(Beginning of Data to examine)
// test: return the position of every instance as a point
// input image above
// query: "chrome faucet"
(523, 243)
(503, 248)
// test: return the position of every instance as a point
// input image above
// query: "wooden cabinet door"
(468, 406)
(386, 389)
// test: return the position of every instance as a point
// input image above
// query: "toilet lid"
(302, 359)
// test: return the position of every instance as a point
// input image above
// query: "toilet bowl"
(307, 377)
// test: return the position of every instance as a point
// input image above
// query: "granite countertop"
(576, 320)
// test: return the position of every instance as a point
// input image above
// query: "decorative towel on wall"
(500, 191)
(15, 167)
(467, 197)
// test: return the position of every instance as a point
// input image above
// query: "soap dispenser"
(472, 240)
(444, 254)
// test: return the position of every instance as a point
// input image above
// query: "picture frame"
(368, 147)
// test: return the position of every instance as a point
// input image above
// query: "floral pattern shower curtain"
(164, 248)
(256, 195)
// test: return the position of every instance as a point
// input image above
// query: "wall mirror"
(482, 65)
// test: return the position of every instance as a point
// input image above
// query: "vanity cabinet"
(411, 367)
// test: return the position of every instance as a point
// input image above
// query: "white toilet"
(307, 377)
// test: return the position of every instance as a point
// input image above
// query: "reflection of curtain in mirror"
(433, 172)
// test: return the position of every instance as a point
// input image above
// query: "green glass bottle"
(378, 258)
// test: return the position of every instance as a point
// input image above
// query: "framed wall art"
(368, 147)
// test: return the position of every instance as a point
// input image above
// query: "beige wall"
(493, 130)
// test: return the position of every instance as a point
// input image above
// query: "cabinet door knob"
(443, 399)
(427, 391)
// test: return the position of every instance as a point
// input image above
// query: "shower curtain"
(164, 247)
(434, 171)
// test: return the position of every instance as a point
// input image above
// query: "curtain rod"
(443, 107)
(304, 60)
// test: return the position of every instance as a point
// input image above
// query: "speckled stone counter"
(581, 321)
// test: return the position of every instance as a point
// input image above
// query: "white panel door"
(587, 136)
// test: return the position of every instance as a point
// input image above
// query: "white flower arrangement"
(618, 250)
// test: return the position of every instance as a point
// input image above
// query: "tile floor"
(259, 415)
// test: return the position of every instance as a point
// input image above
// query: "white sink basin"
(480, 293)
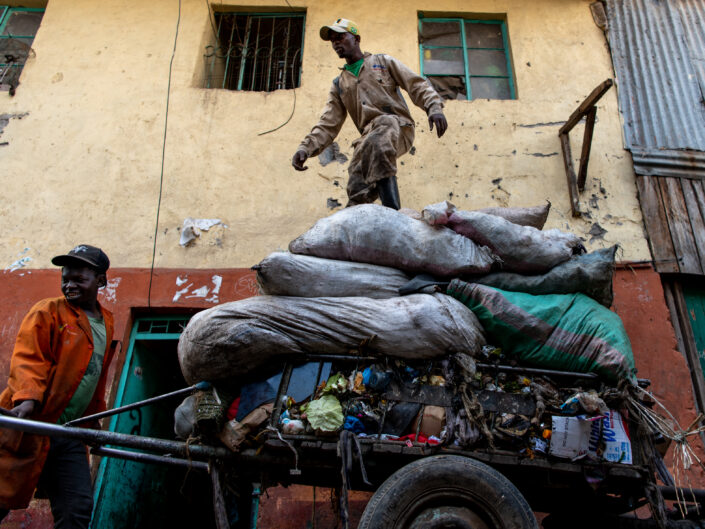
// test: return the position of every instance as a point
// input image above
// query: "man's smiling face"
(80, 285)
(344, 44)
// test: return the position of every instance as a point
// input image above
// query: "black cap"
(84, 254)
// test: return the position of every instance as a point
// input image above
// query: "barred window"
(18, 26)
(255, 52)
(466, 59)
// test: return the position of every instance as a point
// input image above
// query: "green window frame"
(491, 80)
(15, 45)
(257, 52)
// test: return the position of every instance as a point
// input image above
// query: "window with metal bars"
(466, 59)
(256, 52)
(18, 26)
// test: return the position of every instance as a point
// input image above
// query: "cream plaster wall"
(84, 164)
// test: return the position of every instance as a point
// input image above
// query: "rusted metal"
(102, 437)
(657, 51)
(537, 371)
(141, 457)
(135, 405)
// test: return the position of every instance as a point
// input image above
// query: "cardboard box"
(613, 433)
(570, 437)
(432, 422)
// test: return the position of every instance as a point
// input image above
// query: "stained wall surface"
(82, 149)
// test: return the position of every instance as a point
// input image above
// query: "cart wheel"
(447, 492)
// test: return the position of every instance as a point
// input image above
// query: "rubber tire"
(447, 480)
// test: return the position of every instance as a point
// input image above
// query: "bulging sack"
(232, 339)
(374, 234)
(569, 332)
(590, 274)
(521, 248)
(288, 274)
(535, 216)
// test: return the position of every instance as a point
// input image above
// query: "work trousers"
(375, 157)
(66, 481)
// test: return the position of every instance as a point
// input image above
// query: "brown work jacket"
(52, 351)
(373, 93)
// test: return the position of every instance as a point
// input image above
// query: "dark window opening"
(18, 27)
(466, 59)
(256, 52)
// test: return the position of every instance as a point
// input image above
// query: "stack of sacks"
(338, 287)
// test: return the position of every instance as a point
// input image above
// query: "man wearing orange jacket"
(58, 373)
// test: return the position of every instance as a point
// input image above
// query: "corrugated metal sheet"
(657, 49)
(693, 19)
(681, 164)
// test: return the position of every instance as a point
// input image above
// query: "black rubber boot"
(389, 192)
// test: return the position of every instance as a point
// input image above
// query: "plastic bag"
(568, 332)
(590, 274)
(324, 414)
(287, 274)
(374, 234)
(233, 339)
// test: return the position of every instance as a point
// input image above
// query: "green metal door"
(132, 495)
(694, 296)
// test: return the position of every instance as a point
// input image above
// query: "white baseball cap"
(342, 25)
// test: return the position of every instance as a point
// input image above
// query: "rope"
(684, 456)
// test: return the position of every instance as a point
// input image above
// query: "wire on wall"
(161, 174)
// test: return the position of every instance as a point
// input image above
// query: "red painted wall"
(639, 300)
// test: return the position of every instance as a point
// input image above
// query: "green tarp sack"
(567, 332)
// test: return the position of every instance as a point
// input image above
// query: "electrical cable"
(161, 175)
(292, 82)
(293, 108)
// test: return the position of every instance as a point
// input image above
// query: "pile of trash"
(468, 279)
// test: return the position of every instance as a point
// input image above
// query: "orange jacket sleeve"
(31, 357)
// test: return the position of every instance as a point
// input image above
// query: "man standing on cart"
(368, 90)
(58, 373)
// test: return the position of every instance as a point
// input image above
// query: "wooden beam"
(679, 226)
(586, 108)
(695, 216)
(570, 174)
(587, 143)
(656, 224)
(589, 102)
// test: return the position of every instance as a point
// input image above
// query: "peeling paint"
(333, 203)
(202, 291)
(179, 293)
(541, 154)
(5, 121)
(597, 232)
(19, 263)
(332, 154)
(547, 124)
(192, 228)
(217, 283)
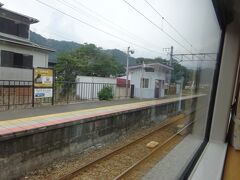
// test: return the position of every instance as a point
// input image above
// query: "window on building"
(12, 59)
(144, 83)
(13, 28)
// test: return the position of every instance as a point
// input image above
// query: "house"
(88, 87)
(150, 80)
(18, 56)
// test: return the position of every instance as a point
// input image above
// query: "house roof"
(10, 39)
(151, 65)
(16, 16)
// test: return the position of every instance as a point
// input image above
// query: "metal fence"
(19, 94)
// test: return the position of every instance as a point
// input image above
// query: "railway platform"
(25, 121)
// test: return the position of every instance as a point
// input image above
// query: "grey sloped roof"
(151, 65)
(6, 13)
(22, 42)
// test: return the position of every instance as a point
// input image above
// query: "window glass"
(145, 83)
(136, 74)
(End of Data to examine)
A verbatim copy of the entries, without the pictures, is what this task requires.

// test: return the position of every instance as a point
// input image above
// query: "chrome faucet"
(523, 243)
(503, 248)
// test: return the position of every instance as a point
// input image above
// query: "wooden cabinet door"
(468, 406)
(386, 389)
// test: return the position of every instance as a point
// input image above
// query: "toilet lid"
(302, 359)
// test: return the position of every instance as a point
// input image above
// query: "toilet bowl"
(307, 377)
// test: return the position of every instance as a point
// input image above
// query: "granite countertop"
(576, 320)
// test: return the position of every instance as a point
// input image above
// query: "decorative towel on wall"
(500, 191)
(15, 167)
(467, 197)
// test: return the position of every instance as a point
// input image above
// query: "soap dispenser"
(472, 240)
(444, 254)
// test: return the position of every instance as a point
// input image above
// query: "picture frame"
(368, 147)
// test: return the position of every instance as a point
// input image above
// query: "floral pattern shower curtain"
(164, 248)
(256, 195)
// test: return the position of every instance as a point
// input image above
// query: "wall mirror"
(482, 65)
// test: return the position of every instance as a point
// input image above
// query: "vanity cabinet"
(411, 367)
// test: return the position of every instance as a point
// input image above
// query: "white toilet"
(307, 377)
// test: return the position of every instance as a point
// input image above
// query: "reflection of curtain in mirror"
(433, 172)
// test: return the position of every instance as a point
// input image above
// query: "green glass bottle"
(378, 258)
// test: return the position of every instance as a point
// input image above
// query: "framed wall art"
(368, 147)
// test: return the position of every instance as a point
// input image above
// query: "beige wall"
(493, 130)
// test: return the position of every instance as a point
// input image above
// query: "cabinet door knob"
(443, 399)
(427, 391)
// test: return the position of every instance as a point
// input image above
// query: "shower curtain"
(164, 247)
(434, 171)
// test: return the position of every instance as a point
// input image above
// query: "curtain rod"
(443, 107)
(304, 60)
// test: return the position of every instance as a point
// input image above
// query: "speckled stone counter"
(581, 321)
// test: return the position of every instance as a point
// input image above
// query: "white panel door"
(587, 136)
// test: return the position of every instance as a point
// input image above
// query: "white flower arrangement"
(618, 250)
// test: return the position of every instance as a point
// input image above
// query: "tile floor"
(259, 415)
// test: return the position of every instance as a point
// input image above
// query: "white sink basin"
(480, 293)
// test: return the position of every instance as a point
// input image above
// query: "man's smiling face"
(80, 285)
(344, 44)
// test: return the position of every instance as a point
// input image above
// query: "black cap"
(84, 254)
// test: return the position of every instance as a point
// input image above
// query: "barred window"
(18, 26)
(255, 52)
(466, 59)
// test: return the position of every instance as a point
// input image above
// query: "green window frame"
(491, 80)
(15, 45)
(257, 52)
// test: return the position of every instance as a point
// input image above
// query: "window with metal bars"
(466, 59)
(256, 52)
(18, 26)
// test: return the position of every instance as a point
// input image above
// query: "cream plaster wall"
(84, 164)
// test: return the position of every instance as a point
// input image above
// query: "rusted metal"
(102, 437)
(657, 51)
(537, 371)
(141, 457)
(135, 405)
// test: return the position of every instance as a point
// input image above
// query: "cardboard box"
(613, 433)
(570, 437)
(432, 422)
// test: return the position of every instance as a point
// input image above
// query: "stained wall surface"
(82, 149)
// test: return the position of every instance as a point
// input image above
// query: "cart wheel"
(447, 492)
// test: return the position of every instance as a point
// input image above
// query: "rubber tire"
(447, 480)
// test: return the position of every instance as a point
// input image above
// query: "bulging sack"
(232, 339)
(374, 234)
(569, 332)
(590, 274)
(521, 248)
(288, 274)
(535, 216)
// test: return the position of every instance as a point
// input image above
// query: "work trousers"
(375, 157)
(66, 481)
// test: return the position of every instance as a point
// input image above
// query: "brown work jacket"
(52, 351)
(373, 93)
// test: return the position of every instance as a point
// input image above
// query: "dark window opening"
(18, 27)
(466, 59)
(256, 52)
// test: return the position of every instance as a point
// input image above
// query: "stack of sacks"
(338, 287)
// test: return the position of every instance as a point
// input image above
// query: "man wearing orange jacket"
(58, 373)
// test: return the position of every instance as a point
// input image above
// query: "corrugated metal sheet"
(657, 49)
(693, 19)
(681, 164)
// test: return the position of every instance as a point
// input image above
// query: "black rubber boot"
(389, 192)
// test: return the position of every instance as a point
// input image above
// query: "plastic bag"
(568, 332)
(590, 274)
(324, 414)
(287, 274)
(374, 234)
(233, 339)
// test: return the position of every instance as a point
// input image above
// query: "green metal door"
(132, 495)
(694, 296)
// test: return the position of every instance as a point
// input image above
// query: "white baseball cap"
(342, 25)
// test: return the position of every instance as a point
// input image above
// query: "rope"
(684, 456)
// test: return the position of every instance as a point
// input image above
// query: "wire on wall"
(161, 174)
// test: return the position of every instance as a point
// input image above
// query: "red painted wall"
(639, 300)
// test: return the position of every instance as a point
// input image above
// query: "green tarp sack"
(567, 332)
// test: return the position of every instance as a point
// input image above
// query: "electrical cable"
(161, 175)
(292, 82)
(293, 108)
// test: return the position of every instance as a point
// input image above
// query: "pile of trash"
(468, 279)
// test: return the position of every instance as a point
// input image above
// query: "orange jacket sleeve"
(31, 357)
// test: return the position of every instance as a point
// input image above
// query: "man standing on cart"
(368, 90)
(58, 373)
// test: return the position of every instance as a point
// input image above
// query: "wooden beam"
(679, 226)
(586, 108)
(695, 216)
(570, 174)
(587, 143)
(656, 224)
(589, 102)
// test: return the position of every instance as a point
// input image above
// query: "peeling paint"
(333, 203)
(202, 291)
(179, 293)
(541, 154)
(5, 121)
(597, 232)
(19, 263)
(332, 154)
(547, 124)
(192, 228)
(217, 283)
// test: return the position of every instance as a point
// input image above
// query: "window on building"
(12, 59)
(144, 83)
(13, 28)
// test: return the position of every instance as a point
// input image above
// query: "house"
(88, 87)
(150, 80)
(18, 56)
// test: return the position of every instance as a point
// input image above
// query: "house roof"
(10, 39)
(151, 65)
(16, 16)
// test: return the position of every instance as a point
// input image above
// query: "metal fence"
(19, 94)
// test: return the position of every instance as a point
// input image above
// query: "railway platform"
(25, 121)
// test: return the position of every instance as a point
// input image above
// query: "grey sloped roof"
(151, 65)
(6, 13)
(22, 42)
// test: return the position of every instance as a point
// input image above
// query: "window glass"
(145, 83)
(136, 74)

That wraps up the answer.